* _AIM_
Count the lines in the records below that contain the string "rope", with uppercase and lowercase treated as different. Give only the number.

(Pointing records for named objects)
•••
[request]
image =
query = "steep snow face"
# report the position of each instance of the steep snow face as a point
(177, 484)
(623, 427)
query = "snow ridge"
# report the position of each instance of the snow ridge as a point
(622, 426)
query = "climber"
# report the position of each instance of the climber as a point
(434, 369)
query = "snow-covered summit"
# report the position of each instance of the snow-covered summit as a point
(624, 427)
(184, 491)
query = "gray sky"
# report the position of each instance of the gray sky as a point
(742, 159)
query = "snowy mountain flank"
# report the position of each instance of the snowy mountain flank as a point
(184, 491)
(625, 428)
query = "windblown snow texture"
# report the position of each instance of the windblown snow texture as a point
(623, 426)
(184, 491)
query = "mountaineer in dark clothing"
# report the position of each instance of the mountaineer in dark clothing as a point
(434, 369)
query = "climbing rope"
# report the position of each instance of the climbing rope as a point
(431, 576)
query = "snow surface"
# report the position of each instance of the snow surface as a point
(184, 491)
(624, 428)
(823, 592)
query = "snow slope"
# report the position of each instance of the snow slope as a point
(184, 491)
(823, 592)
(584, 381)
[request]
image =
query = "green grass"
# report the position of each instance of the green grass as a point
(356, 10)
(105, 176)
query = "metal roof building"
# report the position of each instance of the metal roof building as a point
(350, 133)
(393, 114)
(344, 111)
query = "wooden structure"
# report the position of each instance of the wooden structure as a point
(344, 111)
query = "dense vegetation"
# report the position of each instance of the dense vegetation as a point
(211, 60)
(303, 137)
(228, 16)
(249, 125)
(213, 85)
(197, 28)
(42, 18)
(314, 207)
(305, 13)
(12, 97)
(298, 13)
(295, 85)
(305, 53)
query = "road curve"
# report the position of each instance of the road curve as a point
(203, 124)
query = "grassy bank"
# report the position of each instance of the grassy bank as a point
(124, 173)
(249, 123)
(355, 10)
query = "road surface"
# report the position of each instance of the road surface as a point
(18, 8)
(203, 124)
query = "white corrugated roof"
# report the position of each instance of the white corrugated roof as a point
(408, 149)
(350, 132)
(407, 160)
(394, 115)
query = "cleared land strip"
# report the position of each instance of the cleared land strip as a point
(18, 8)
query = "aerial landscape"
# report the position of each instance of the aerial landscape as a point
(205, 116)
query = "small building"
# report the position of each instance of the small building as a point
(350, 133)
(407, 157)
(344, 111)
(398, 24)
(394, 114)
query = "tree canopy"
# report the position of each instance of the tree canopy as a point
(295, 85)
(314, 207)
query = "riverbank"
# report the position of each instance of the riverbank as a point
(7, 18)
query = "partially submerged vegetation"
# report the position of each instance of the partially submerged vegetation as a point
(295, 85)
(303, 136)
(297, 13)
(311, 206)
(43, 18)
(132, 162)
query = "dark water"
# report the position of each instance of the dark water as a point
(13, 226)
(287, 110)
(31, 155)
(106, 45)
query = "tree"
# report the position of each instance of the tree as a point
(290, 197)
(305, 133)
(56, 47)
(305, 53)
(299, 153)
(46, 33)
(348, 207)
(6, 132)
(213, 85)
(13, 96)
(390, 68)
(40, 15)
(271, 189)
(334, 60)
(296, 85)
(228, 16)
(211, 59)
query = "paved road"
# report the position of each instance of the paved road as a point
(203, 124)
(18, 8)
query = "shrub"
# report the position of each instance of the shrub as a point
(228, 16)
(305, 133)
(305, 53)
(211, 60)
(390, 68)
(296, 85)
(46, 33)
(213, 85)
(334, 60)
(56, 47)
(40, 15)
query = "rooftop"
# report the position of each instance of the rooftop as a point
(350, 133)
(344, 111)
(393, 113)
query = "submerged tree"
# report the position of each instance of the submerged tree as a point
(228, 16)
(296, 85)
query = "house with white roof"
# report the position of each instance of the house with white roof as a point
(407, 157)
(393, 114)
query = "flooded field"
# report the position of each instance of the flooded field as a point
•••
* _RESULT OF THE EXERCISE_
2